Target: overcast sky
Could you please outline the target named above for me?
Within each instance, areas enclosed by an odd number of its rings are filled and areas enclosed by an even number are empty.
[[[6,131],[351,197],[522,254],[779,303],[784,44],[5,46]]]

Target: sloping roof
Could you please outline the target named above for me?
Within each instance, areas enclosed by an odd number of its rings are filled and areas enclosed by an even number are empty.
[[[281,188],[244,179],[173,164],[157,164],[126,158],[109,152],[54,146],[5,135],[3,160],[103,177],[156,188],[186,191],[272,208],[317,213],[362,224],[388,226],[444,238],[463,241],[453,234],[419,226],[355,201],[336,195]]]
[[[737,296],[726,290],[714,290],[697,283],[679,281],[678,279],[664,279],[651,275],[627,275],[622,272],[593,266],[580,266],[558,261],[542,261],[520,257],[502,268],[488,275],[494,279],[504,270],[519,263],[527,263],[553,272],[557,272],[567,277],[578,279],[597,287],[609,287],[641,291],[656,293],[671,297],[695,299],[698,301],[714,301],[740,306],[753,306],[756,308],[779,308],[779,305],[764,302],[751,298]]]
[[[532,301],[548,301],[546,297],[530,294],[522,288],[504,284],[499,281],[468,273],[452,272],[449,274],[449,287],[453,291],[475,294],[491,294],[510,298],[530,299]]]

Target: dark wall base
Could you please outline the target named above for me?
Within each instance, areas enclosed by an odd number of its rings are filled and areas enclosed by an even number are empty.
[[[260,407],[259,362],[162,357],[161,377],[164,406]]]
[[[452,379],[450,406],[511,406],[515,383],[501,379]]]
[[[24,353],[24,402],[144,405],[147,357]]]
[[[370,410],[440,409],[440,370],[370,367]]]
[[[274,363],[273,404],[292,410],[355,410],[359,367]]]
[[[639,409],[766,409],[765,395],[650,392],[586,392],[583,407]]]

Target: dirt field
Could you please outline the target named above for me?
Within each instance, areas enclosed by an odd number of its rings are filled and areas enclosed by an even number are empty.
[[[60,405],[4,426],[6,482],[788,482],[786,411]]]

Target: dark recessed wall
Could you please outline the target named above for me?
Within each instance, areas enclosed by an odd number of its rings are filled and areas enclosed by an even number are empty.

> **Task to carry out**
Set down without alteration the lines of the listing above, starting at the line that contains "Target: dirt field" and continuing through the last line of the listing.

> **Final result**
Target: dirt field
Could you please outline the target named above for me?
Within each instance, areas enclosed by an odd number of its rings are filled and areas enclosed by an even number are empty.
[[[60,405],[4,426],[6,482],[788,482],[786,411]]]

Target: dark recessed wall
Could you please outline the target named above for me?
Within each instance, areas enclosed by an odd number of its rings are filled and areas enclosed by an even number are empty.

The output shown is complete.